Records for this exercise:
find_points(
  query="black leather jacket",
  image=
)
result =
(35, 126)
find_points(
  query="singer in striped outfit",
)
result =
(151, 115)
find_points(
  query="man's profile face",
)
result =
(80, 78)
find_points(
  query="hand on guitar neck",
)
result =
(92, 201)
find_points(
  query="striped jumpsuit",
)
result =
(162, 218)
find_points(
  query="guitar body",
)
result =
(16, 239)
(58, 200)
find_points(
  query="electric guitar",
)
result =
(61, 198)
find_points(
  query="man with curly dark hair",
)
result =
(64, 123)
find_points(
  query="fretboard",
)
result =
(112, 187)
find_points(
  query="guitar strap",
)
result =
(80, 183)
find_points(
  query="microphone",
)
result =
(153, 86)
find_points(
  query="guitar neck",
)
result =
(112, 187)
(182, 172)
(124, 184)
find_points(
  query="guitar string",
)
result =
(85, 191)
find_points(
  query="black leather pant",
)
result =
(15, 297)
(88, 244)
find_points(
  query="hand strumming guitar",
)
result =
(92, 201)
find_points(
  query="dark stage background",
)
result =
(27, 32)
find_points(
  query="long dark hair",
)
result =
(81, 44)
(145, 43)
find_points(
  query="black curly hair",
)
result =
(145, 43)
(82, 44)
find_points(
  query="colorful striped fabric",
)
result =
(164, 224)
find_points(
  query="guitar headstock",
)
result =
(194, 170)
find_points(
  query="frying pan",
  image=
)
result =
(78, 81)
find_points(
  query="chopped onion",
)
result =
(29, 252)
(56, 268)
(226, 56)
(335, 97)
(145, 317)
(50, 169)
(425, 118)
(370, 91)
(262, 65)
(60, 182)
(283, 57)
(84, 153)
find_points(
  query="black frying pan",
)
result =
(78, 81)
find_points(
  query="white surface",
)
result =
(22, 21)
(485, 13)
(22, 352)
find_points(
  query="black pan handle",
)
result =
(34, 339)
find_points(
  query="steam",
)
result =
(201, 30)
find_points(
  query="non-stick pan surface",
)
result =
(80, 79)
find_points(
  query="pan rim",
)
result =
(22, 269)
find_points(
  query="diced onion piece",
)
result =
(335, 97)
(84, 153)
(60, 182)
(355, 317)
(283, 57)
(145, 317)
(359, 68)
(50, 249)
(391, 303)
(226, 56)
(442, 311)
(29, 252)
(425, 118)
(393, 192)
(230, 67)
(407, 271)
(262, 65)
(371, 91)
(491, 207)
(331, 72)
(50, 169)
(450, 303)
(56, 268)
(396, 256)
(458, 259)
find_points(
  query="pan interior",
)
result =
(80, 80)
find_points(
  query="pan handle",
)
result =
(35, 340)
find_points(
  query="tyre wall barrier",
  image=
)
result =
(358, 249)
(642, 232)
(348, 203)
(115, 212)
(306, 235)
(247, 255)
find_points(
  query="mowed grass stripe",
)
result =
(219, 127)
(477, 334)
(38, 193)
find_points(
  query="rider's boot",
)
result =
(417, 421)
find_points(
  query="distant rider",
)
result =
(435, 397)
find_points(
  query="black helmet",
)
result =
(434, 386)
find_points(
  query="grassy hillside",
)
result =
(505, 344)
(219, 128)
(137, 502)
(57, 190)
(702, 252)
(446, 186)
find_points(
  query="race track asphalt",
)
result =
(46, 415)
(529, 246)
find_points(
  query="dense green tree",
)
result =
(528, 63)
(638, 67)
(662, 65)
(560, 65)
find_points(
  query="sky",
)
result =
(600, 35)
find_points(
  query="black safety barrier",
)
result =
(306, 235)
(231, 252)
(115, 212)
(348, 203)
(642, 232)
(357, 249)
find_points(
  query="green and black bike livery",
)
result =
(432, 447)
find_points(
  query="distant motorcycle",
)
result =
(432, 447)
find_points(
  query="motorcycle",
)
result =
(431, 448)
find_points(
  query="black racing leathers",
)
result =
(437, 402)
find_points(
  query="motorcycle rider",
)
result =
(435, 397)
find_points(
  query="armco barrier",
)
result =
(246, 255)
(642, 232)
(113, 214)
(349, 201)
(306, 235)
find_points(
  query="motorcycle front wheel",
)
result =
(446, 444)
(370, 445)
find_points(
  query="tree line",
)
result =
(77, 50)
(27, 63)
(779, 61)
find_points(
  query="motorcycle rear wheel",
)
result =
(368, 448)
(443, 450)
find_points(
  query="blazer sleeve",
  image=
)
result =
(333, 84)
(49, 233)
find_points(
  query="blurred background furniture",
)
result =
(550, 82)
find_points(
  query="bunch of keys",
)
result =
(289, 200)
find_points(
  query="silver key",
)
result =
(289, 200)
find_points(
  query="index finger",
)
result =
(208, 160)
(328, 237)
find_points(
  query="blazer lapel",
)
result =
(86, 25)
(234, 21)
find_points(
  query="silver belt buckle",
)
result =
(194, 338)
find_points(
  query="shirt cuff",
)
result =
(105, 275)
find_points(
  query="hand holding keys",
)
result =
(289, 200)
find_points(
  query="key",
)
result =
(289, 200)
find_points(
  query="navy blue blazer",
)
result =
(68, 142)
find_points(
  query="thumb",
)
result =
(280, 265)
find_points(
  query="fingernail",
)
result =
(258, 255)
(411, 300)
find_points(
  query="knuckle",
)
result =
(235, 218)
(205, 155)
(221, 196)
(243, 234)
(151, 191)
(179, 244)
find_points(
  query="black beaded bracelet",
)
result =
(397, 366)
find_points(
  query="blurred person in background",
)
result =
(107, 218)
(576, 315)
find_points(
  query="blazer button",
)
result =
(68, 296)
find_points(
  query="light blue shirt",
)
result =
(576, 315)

What you should do:
Write the data above out again in full, with every word as given.

Task output:
find_points(
  query="black leather jacket",
  image=
)
result =
(35, 126)
find_points(
  query="singer in striped outfit",
)
result =
(151, 115)
find_points(
  query="man's profile face",
)
result =
(80, 78)
find_points(
  query="hand on guitar neck",
)
result =
(92, 201)
find_points(
  query="striped jumpsuit",
)
result =
(162, 218)
find_points(
  query="guitar body",
)
result =
(16, 239)
(58, 200)
find_points(
  query="electric guitar",
)
result =
(61, 198)
find_points(
  query="man with curly dark hair",
)
result =
(64, 123)
find_points(
  query="fretboard",
)
result =
(112, 187)
find_points(
  query="guitar strap",
)
result =
(80, 183)
find_points(
  query="microphone",
)
result =
(153, 86)
find_points(
  query="guitar neck",
)
result =
(112, 187)
(182, 172)
(124, 184)
find_points(
  query="guitar string",
)
result =
(85, 191)
find_points(
  query="black leather pant",
)
result =
(15, 297)
(88, 244)
find_points(
  query="hand strumming guitar",
)
result =
(92, 201)
find_points(
  query="dark stage background",
)
result =
(27, 32)
find_points(
  query="long dark hair",
)
result =
(81, 44)
(145, 43)
find_points(
  query="black curly hair",
)
result =
(145, 43)
(82, 44)
find_points(
  query="colorful striped fabric",
)
result =
(164, 224)
find_points(
  query="guitar headstock",
)
result =
(194, 170)
find_points(
  query="frying pan",
  image=
)
result =
(78, 81)
find_points(
  query="chopped onion",
)
result =
(29, 252)
(56, 268)
(226, 56)
(335, 97)
(145, 317)
(50, 169)
(425, 118)
(370, 91)
(262, 65)
(60, 182)
(283, 57)
(84, 153)
find_points(
  query="black frying pan",
)
result =
(78, 81)
find_points(
  query="white surface",
)
result =
(22, 21)
(485, 13)
(22, 352)
find_points(
  query="black pan handle",
)
result =
(34, 339)
find_points(
  query="steam",
)
result =
(201, 30)
find_points(
  query="non-stick pan surface",
)
result =
(80, 79)
find_points(
  query="pan rim",
)
result =
(22, 269)
find_points(
  query="diced onion piece",
)
result =
(335, 97)
(84, 153)
(60, 182)
(355, 317)
(283, 57)
(145, 317)
(359, 68)
(50, 249)
(391, 303)
(226, 56)
(442, 311)
(29, 252)
(425, 118)
(393, 192)
(230, 67)
(407, 271)
(262, 65)
(371, 91)
(491, 207)
(331, 72)
(50, 169)
(450, 303)
(56, 268)
(396, 256)
(458, 259)
find_points(
  query="pan interior",
)
result =
(80, 80)
find_points(
  query="pan handle",
)
result =
(35, 340)
find_points(
  query="tyre wall barrier",
  image=
)
result =
(358, 249)
(642, 232)
(348, 203)
(115, 212)
(306, 235)
(247, 255)
find_points(
  query="mowed grass stripe",
)
result =
(219, 127)
(477, 334)
(38, 193)
find_points(
  query="rider's boot",
)
result =
(417, 421)
find_points(
  query="distant rider",
)
result =
(435, 397)
find_points(
  query="black helmet",
)
result =
(434, 386)
find_points(
  query="grassy hillside",
)
result =
(505, 344)
(219, 128)
(137, 502)
(57, 190)
(702, 252)
(446, 186)
find_points(
  query="race track asphalt",
)
result =
(46, 415)
(529, 246)
find_points(
  query="dense green tree",
)
result =
(528, 63)
(638, 67)
(662, 65)
(560, 65)
find_points(
  query="sky",
)
result =
(600, 35)
find_points(
  query="black safety barrier",
)
result =
(306, 235)
(231, 252)
(115, 212)
(348, 203)
(642, 232)
(357, 249)
find_points(
  query="green and black bike livery",
)
result =
(432, 447)
find_points(
  query="distant motorcycle",
)
result =
(432, 447)
find_points(
  query="motorcycle",
)
result =
(431, 448)
find_points(
  query="black racing leathers",
)
result =
(437, 402)
find_points(
  query="motorcycle rider",
)
result =
(435, 397)
find_points(
  query="armco barrier",
)
result =
(246, 255)
(642, 232)
(113, 214)
(349, 201)
(306, 235)
find_points(
  query="motorcycle front wheel",
)
result =
(446, 444)
(370, 445)
find_points(
  query="tree line",
)
result =
(77, 50)
(27, 63)
(779, 61)
find_points(
  query="motorcycle rear wheel",
)
result =
(368, 448)
(443, 450)
find_points(
  query="blazer sleeve",
  image=
)
result =
(333, 84)
(49, 233)
find_points(
  query="blurred background furniture",
)
result =
(550, 82)
find_points(
  query="bunch of keys",
)
result =
(289, 200)
find_points(
  query="silver key",
)
result =
(289, 200)
find_points(
  query="index finger",
)
result =
(208, 160)
(328, 237)
find_points(
  query="blazer lapel",
)
result =
(86, 25)
(234, 21)
find_points(
  query="silver belt buckle",
)
result =
(194, 338)
find_points(
  query="shirt cuff",
)
result =
(105, 275)
find_points(
  query="hand holding keys",
)
result =
(289, 200)
find_points(
  query="key",
)
result =
(289, 200)
find_points(
  query="navy blue blazer",
)
result =
(68, 142)
find_points(
  query="thumb",
)
result =
(280, 265)
find_points(
  query="fingernail",
)
result =
(258, 255)
(411, 300)
find_points(
  query="knuckle",
)
result =
(235, 218)
(205, 155)
(221, 196)
(243, 234)
(151, 191)
(179, 244)
find_points(
  query="black beaded bracelet",
)
result =
(397, 366)
find_points(
  query="blurred person in background",
)
result =
(107, 218)
(576, 315)
find_points(
  query="blazer button",
)
result =
(68, 296)
find_points(
  query="light blue shirt",
)
result =
(576, 315)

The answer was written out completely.